# Material supplied

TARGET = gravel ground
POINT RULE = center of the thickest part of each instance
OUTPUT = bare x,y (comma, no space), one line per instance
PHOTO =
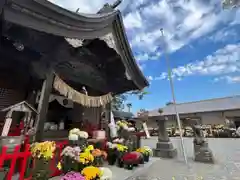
226,167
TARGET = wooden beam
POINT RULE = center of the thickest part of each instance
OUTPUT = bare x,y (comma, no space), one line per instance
43,105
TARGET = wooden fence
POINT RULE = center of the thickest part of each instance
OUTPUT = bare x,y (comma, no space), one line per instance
21,156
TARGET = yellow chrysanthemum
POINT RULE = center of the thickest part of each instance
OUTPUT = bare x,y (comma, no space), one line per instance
91,172
86,157
89,148
59,166
43,150
121,147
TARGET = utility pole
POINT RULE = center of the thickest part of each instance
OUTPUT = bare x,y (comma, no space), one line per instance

# Exercise description
Could you write out the listing again with "thickest" swapped for "widest" throughout, keeping everything else the same and leaving out the pictures?

# Answer below
TARGET = gravel ground
POINT RULE = center of the widest part of each instance
OUTPUT = bare x,y (comma, no space), one line per instance
PHOTO =
226,167
TARGET = wooden beam
POINT RULE = center of the widest part of each instance
OUTPUT = bare x,y (comma, no space), one line per instance
43,105
TARGET = wooden fence
POINT RULE = center of the widest part of each instance
OUTPUT = bare x,y (comma, no space), one line per instance
21,156
TARGET = yellow chrysanthemum
POINT RULE = center of the widest part of each instance
OUTPUT = bare x,y (comma, no space), one line per instance
91,172
86,157
89,148
59,166
43,150
121,147
TARGET = utility pole
POINT RULE = center of the widest part of each instance
OUTPUT = bare x,y (comma, no space), one line per instance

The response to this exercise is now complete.